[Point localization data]
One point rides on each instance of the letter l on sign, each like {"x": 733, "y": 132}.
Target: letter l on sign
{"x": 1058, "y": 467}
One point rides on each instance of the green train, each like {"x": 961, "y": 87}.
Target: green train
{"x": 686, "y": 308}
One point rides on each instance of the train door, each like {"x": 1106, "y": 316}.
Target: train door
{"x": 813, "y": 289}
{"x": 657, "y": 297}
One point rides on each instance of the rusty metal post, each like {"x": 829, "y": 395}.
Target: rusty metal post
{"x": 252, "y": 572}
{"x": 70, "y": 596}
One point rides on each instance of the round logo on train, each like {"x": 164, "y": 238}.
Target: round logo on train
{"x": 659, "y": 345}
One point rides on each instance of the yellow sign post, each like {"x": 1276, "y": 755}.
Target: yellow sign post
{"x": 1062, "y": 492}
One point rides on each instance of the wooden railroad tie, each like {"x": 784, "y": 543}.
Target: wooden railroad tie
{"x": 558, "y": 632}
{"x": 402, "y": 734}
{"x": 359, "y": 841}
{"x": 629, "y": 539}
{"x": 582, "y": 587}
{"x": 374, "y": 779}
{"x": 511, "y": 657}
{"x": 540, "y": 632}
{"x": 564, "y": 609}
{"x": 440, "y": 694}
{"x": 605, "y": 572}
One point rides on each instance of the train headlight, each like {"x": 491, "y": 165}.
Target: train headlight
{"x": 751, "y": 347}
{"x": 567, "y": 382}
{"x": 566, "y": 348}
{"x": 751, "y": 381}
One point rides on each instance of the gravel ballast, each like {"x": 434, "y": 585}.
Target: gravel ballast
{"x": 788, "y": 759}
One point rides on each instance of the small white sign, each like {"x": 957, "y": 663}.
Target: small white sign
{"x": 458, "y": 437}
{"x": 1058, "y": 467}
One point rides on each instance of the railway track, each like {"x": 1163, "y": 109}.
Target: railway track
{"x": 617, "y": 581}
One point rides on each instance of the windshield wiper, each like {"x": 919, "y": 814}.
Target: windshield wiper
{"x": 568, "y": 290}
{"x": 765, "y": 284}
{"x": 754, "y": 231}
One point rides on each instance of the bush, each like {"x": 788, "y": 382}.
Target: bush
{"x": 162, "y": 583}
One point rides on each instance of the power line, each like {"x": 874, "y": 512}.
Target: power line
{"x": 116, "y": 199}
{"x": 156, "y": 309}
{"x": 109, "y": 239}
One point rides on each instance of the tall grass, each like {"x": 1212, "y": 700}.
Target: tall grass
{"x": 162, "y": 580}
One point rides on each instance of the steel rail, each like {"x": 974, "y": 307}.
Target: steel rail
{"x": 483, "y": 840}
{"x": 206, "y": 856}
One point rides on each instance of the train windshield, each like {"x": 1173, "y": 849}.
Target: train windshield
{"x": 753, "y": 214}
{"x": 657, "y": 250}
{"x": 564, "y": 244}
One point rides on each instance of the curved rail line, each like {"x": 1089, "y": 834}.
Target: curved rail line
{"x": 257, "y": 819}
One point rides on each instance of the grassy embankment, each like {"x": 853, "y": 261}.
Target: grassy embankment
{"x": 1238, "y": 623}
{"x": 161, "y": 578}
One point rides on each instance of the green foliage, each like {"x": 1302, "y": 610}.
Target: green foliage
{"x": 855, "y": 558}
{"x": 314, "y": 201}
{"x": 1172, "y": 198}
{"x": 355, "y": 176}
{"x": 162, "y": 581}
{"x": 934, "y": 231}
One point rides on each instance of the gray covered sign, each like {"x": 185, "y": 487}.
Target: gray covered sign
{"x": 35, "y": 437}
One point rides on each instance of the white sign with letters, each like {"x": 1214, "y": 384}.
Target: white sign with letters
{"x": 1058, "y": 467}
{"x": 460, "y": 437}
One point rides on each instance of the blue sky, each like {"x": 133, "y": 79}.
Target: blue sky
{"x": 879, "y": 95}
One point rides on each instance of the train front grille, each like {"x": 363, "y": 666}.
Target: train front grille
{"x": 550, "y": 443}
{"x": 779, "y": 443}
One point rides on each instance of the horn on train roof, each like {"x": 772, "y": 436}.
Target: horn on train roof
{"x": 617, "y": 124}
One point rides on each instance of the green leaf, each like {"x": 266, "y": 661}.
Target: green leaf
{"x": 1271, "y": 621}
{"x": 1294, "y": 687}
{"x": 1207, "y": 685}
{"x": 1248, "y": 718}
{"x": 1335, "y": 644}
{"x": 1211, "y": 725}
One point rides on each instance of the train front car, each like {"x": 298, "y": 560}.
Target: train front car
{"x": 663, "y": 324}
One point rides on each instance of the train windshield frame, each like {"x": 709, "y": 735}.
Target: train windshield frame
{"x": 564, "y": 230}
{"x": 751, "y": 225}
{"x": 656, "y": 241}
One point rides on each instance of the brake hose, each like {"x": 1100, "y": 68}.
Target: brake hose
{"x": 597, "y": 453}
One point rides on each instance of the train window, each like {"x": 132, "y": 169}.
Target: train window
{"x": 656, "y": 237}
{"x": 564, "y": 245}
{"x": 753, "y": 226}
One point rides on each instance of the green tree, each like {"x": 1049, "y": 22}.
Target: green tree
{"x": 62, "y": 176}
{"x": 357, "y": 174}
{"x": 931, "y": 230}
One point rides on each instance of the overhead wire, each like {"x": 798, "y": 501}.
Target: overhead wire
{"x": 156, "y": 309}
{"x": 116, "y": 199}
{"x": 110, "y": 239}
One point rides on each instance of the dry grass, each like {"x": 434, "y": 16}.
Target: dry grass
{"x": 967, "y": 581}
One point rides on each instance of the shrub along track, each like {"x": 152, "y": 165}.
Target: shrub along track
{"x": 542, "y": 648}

◆ Task instructions ◆
Until the last line is reached, keep transcribing the data exactly.

◆ Task answer ◆
One point rides on each instance of the letter l on sign, each like {"x": 733, "y": 132}.
Target: letter l on sign
{"x": 1058, "y": 467}
One point rides on each instance of the green train, each like {"x": 961, "y": 87}.
Target: green train
{"x": 686, "y": 308}
One point rides on each instance of the train door, each like {"x": 1106, "y": 316}.
Target: train door
{"x": 813, "y": 289}
{"x": 657, "y": 297}
One point rides on each instance of the rusty metal post, each like {"x": 829, "y": 395}.
Target: rusty metal post
{"x": 252, "y": 572}
{"x": 70, "y": 596}
One point rides on each instance of the round logo on train, each like {"x": 164, "y": 238}.
Target: round logo on train
{"x": 659, "y": 345}
One point rides on each instance of the yellow sign post, each like {"x": 1276, "y": 755}.
Target: yellow sign post
{"x": 1062, "y": 492}
One point rides on each instance of the wooden railroad tie, each like {"x": 784, "y": 543}.
Target: wooden railroad tie
{"x": 558, "y": 632}
{"x": 402, "y": 734}
{"x": 359, "y": 841}
{"x": 629, "y": 539}
{"x": 582, "y": 587}
{"x": 374, "y": 779}
{"x": 511, "y": 657}
{"x": 540, "y": 632}
{"x": 564, "y": 609}
{"x": 440, "y": 694}
{"x": 605, "y": 572}
One point rides on each instance of the train headlight, each like {"x": 491, "y": 165}.
Target: train headlight
{"x": 751, "y": 347}
{"x": 567, "y": 382}
{"x": 566, "y": 348}
{"x": 751, "y": 381}
One point rides on each instance of the gravel ballast, each like {"x": 434, "y": 585}.
Target: gravel ballast
{"x": 788, "y": 759}
One point rides on each instance of the small white sign, each like {"x": 957, "y": 663}.
Target: small white sign
{"x": 458, "y": 437}
{"x": 1058, "y": 467}
One point rides on each instance of the railway track, each like {"x": 1163, "y": 109}.
Target: railway track
{"x": 617, "y": 581}
One point rides on each instance of the windshield wiper, each like {"x": 919, "y": 814}.
Target: windshield wiper
{"x": 568, "y": 290}
{"x": 765, "y": 284}
{"x": 754, "y": 231}
One point rides on each instance of the bush, each like {"x": 788, "y": 382}.
Target: bush
{"x": 162, "y": 583}
One point rides on each instance of the power line, each like {"x": 874, "y": 512}.
Target: power line
{"x": 116, "y": 199}
{"x": 156, "y": 309}
{"x": 109, "y": 239}
One point rides on each instance of the tall grass, each like {"x": 1212, "y": 700}.
Target: tall grass
{"x": 162, "y": 580}
One point rides on each instance of the steel rail, each like {"x": 974, "y": 307}.
Target: steel rail
{"x": 483, "y": 840}
{"x": 206, "y": 856}
One point rides on each instance of the train windshield, each like {"x": 1173, "y": 849}.
Target: train windshield
{"x": 753, "y": 214}
{"x": 657, "y": 250}
{"x": 564, "y": 244}
One point rides on each instance of the curved rail line, each like {"x": 1089, "y": 834}.
Target: curved rail line
{"x": 257, "y": 819}
One point rides on each instance of the grassy embankment, each like {"x": 853, "y": 261}.
Target: grassy embankment
{"x": 1238, "y": 623}
{"x": 161, "y": 578}
One point rides on each instance of the green foliage, each like {"x": 1302, "y": 610}.
Target: green foliage
{"x": 855, "y": 558}
{"x": 314, "y": 201}
{"x": 1172, "y": 198}
{"x": 355, "y": 176}
{"x": 162, "y": 581}
{"x": 934, "y": 231}
One point rides on each instance of the gray covered sign, each like {"x": 185, "y": 487}.
Target: gray covered sign
{"x": 35, "y": 437}
One point rides on each instance of the white sign with letters, each like {"x": 1214, "y": 384}.
Target: white sign with letters
{"x": 1058, "y": 467}
{"x": 460, "y": 437}
One point rides on each instance of the blue sky, each like {"x": 133, "y": 79}.
Target: blue sky
{"x": 879, "y": 95}
One point rides on each instance of the train front grille, each like {"x": 363, "y": 666}.
Target: train front grille
{"x": 550, "y": 443}
{"x": 779, "y": 443}
One point rides on each instance of the horn on train roof, each like {"x": 772, "y": 436}.
Target: horn on train roof
{"x": 617, "y": 124}
One point rides on each instance of the green leaf, each like {"x": 266, "y": 661}.
Target: green leaf
{"x": 1271, "y": 621}
{"x": 1294, "y": 687}
{"x": 1207, "y": 685}
{"x": 1248, "y": 718}
{"x": 1335, "y": 644}
{"x": 1211, "y": 725}
One point rides on each instance of the train front car, each like {"x": 298, "y": 560}.
Target: train front car
{"x": 663, "y": 324}
One point rides on each instance of the train windshield frame, each like {"x": 709, "y": 735}.
Target: train windshield frame
{"x": 564, "y": 230}
{"x": 751, "y": 225}
{"x": 656, "y": 241}
One point rides on each instance of the brake hose, each like {"x": 1100, "y": 68}.
Target: brake hose
{"x": 597, "y": 453}
One point rides on each instance of the train window, each like {"x": 132, "y": 169}.
Target: train window
{"x": 656, "y": 237}
{"x": 564, "y": 245}
{"x": 753, "y": 226}
One point rides on each instance of the green tree, each like {"x": 1049, "y": 22}.
Target: green tree
{"x": 62, "y": 176}
{"x": 357, "y": 174}
{"x": 931, "y": 230}
One point rides on each instance of the overhead wire, each like {"x": 798, "y": 501}.
Target: overhead wire
{"x": 156, "y": 309}
{"x": 116, "y": 199}
{"x": 110, "y": 239}
One point rides on each instance of the dry grass, each like {"x": 434, "y": 16}.
Target: dry grass
{"x": 967, "y": 581}
One point rides on each instance of the shrub along track, each like {"x": 152, "y": 165}.
Target: shrub along track
{"x": 542, "y": 648}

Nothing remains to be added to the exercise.